◆ **TEXT PROVIDED**
--- Begin ---

The dog should be brought back all the way to the one hundred yard line at this point FTP is finished unless you have a situation in the next training day of a no go. FTP is to ensure comliance to the back command every time it is given. We can not tollerate no go's.


----------



## CLindsay (Jan 5, 2010)

Let me blow my Green Monster in your ear?


----------



## CLindsay (Jan 5, 2010)

Yeah a Lardy Video series or even a seminar would be great for you?


----------



## CLindsay (Jan 5, 2010)

I know you have never had a collar malfunction but I have a whistle is around my neck if my is out.


----------



## CLindsay (Jan 5, 2010)

If my dog is out


----------



## PackLeader (Jan 12, 2009)

CLindsay said:


> Let me blow my Green Monster in your ear?


That would work, except every other dog on the ruble pile would probably come down

It was simply a personal choice not a training method.


----------



## PackLeader (Jan 12, 2009)

CLindsay said:


> Yeah a Lardy Video series or even a seminar would be great for you?


I'm already planing some for the spring. As you explain it I don't see how the e-collar methods are that different from what I was already taught.

But I the rest of the content is what I need anyway.


----------



## AmiableLabs (Jan 14, 2003)

PackLeader said:


> The dog was trained to recall for the tone for noisy situations like high wind, construction, or simple when the dog it out of vocal range. How is this different than a whistle?


The e-collar is a training tool. We don't run our dogs with training tools (it is against the rules) we train with training tools.

If we trained our dogs to recall to a tone on the e-collar we would be s-o-l.

But my point about the video is more general. To a dog trainer, there is A LOT more to see there than just demonstrating recall to a tone.

--- End ---

◆ **DATA EXTRACT**
--- Begin ---

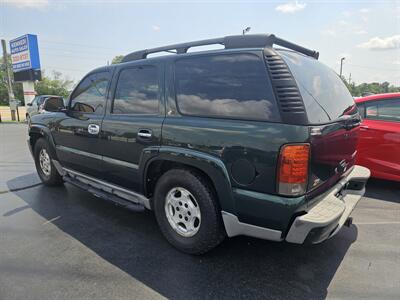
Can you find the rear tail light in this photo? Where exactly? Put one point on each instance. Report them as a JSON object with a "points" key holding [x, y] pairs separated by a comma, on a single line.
{"points": [[293, 169]]}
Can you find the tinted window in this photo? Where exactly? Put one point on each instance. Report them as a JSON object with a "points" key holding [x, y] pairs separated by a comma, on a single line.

--- End ---

In the forum thread, why does AmiableLabs say they don't run their dogs with training tools?

It is against the rules.